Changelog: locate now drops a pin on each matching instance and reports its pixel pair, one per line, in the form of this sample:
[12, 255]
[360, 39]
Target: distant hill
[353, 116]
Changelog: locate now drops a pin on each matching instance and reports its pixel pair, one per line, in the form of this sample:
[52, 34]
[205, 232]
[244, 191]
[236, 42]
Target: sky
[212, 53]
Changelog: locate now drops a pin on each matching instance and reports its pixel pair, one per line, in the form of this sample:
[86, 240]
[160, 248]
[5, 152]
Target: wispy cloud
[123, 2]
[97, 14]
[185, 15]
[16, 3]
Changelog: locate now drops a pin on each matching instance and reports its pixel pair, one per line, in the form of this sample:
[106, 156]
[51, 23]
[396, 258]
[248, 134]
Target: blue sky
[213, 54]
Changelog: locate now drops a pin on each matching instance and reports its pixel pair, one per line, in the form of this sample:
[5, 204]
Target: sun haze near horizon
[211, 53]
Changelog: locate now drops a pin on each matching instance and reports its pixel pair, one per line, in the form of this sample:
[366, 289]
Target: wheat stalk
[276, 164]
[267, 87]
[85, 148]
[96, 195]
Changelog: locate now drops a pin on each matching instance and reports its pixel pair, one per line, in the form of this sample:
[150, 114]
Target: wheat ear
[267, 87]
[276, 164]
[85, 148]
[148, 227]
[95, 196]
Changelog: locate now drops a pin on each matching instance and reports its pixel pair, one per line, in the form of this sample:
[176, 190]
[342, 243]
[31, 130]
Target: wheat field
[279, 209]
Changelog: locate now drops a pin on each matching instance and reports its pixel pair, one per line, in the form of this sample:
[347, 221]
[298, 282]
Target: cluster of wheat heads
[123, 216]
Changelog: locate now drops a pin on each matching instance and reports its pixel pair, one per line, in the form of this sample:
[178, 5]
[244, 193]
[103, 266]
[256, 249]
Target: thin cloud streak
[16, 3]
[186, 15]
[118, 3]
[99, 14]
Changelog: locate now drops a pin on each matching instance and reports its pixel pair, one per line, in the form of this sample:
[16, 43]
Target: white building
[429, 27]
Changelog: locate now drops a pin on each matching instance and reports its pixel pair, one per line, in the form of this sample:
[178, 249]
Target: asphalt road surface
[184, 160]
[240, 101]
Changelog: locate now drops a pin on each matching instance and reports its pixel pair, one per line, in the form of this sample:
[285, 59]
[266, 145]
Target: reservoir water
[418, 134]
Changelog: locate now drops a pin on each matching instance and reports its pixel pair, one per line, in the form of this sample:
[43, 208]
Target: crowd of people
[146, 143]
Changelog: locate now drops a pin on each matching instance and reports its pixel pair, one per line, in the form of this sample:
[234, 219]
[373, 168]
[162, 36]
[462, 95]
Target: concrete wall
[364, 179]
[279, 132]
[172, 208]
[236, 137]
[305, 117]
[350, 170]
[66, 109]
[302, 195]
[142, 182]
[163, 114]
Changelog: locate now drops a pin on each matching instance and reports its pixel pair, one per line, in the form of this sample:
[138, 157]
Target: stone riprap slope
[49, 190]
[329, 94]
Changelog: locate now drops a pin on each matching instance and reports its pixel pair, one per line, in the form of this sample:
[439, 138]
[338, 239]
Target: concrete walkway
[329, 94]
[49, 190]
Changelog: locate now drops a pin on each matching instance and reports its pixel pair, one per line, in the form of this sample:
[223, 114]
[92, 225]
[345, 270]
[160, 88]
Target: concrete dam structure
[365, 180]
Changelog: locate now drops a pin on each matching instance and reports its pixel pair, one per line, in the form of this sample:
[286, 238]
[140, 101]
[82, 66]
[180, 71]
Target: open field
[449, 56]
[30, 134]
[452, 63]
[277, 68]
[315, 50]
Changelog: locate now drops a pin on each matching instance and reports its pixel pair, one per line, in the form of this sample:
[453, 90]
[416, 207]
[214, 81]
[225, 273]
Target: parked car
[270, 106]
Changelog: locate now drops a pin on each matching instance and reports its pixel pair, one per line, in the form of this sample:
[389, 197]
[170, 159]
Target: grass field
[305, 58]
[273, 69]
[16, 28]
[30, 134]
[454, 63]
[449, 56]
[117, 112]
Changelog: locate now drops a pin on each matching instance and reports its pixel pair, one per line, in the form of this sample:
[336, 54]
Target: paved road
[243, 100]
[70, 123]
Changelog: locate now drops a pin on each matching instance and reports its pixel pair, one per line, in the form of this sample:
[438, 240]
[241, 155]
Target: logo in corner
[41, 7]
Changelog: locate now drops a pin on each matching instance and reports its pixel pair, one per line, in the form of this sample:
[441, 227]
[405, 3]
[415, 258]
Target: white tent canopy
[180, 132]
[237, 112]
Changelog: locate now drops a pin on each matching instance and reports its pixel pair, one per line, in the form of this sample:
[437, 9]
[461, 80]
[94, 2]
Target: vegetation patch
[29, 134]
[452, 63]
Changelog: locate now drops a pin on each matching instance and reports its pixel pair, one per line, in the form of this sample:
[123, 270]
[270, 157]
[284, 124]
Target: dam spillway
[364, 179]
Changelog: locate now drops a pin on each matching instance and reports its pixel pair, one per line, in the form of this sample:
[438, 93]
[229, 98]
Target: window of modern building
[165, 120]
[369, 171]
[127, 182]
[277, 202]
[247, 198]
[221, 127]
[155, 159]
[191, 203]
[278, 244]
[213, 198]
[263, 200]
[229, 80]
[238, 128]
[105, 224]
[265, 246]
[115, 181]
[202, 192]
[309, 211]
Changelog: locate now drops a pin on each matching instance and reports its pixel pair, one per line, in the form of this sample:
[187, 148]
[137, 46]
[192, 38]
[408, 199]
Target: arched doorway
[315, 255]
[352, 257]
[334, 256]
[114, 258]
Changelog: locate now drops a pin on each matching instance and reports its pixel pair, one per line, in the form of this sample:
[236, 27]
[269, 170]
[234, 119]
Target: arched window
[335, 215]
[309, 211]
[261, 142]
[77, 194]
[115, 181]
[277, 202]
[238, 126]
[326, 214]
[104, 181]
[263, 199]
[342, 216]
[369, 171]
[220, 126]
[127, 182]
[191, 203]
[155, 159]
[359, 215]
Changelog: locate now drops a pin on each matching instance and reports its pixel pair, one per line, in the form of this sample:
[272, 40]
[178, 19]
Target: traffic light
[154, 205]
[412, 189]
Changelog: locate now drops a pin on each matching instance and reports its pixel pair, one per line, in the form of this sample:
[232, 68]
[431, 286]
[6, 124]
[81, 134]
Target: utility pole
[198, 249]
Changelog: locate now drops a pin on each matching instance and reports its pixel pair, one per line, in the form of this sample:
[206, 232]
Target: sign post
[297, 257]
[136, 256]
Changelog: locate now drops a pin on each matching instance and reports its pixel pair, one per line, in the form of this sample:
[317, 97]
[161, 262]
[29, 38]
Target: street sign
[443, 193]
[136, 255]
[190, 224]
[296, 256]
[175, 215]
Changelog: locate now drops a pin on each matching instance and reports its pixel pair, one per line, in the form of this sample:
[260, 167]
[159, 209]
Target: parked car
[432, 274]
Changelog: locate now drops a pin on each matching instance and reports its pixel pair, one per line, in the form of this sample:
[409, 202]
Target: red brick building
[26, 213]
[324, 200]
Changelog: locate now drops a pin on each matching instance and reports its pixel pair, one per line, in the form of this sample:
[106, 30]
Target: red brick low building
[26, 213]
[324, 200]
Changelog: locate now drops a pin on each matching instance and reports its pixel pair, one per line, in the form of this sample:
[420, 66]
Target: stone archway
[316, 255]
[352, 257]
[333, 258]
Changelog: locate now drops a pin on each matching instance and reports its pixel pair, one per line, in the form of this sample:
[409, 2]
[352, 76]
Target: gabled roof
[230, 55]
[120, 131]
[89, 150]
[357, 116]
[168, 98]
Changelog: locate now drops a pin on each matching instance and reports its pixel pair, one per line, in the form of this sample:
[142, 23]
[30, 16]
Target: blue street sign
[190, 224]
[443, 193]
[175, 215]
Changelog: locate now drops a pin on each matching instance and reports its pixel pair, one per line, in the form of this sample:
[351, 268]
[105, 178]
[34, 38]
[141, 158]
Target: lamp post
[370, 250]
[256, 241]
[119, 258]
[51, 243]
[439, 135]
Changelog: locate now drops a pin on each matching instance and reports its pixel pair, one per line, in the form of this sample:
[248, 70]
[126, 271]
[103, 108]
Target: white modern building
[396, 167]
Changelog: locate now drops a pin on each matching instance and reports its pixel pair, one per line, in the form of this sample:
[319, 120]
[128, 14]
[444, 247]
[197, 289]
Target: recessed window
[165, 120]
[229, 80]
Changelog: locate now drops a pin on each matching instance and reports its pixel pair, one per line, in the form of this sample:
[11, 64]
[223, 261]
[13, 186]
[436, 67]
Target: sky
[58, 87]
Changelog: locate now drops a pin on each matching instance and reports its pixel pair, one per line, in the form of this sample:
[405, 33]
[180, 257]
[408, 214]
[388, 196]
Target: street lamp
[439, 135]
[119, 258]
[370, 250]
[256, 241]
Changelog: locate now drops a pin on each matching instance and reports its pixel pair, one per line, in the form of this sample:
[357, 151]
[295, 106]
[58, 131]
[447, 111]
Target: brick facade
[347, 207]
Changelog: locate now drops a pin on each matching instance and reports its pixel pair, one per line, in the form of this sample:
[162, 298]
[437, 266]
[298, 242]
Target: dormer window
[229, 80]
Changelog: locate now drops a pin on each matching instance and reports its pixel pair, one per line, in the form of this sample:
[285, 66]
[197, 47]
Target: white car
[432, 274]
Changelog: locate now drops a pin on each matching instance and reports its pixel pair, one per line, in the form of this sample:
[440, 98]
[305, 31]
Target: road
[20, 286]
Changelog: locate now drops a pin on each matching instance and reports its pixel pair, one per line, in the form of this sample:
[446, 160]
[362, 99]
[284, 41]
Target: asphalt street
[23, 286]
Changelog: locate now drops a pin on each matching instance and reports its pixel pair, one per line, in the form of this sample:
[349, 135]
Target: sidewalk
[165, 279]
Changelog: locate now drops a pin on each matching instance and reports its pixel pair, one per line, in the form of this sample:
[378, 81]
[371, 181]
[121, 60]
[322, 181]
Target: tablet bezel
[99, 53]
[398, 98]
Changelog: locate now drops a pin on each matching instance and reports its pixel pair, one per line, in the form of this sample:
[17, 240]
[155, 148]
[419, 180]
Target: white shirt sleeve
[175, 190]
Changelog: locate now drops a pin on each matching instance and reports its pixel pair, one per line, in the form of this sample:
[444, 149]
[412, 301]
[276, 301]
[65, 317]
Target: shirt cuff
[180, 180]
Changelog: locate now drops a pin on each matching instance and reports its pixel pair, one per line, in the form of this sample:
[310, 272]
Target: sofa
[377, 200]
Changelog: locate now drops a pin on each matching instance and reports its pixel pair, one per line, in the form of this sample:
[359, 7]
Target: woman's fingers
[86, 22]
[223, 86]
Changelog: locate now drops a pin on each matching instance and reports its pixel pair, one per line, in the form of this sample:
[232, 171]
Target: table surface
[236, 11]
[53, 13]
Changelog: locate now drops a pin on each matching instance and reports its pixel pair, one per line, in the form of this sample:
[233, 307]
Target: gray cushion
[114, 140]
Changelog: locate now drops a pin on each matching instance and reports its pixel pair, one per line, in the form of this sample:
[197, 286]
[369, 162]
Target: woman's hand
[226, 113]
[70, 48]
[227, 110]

______________________________

__What is expected__: Copy out exactly the line holding "Target: sofa" and each line after it through the end of the entries, and leave out everything else.

__Result__:
Target: sofa
[377, 200]
Changelog: locate now drops a pin on each matching instance and reports its pixel pair, one per line, in the form of this sample:
[359, 7]
Target: woman's fingers
[86, 22]
[223, 86]
Changelog: locate now drops a pin on each matching instance and reports its pixel pair, one per line, in the form of this sample:
[232, 171]
Target: table surface
[236, 11]
[53, 13]
Changelog: locate now drops a pin on each matching instance and reports its pixel pair, one per line, in the form of this sample:
[233, 307]
Target: gray cushion
[114, 140]
Changelog: locate now drops a pin on each matching instance and reports its pixel pair, one per line, in the form of this sample:
[197, 286]
[369, 162]
Target: woman's hand
[226, 113]
[70, 48]
[227, 110]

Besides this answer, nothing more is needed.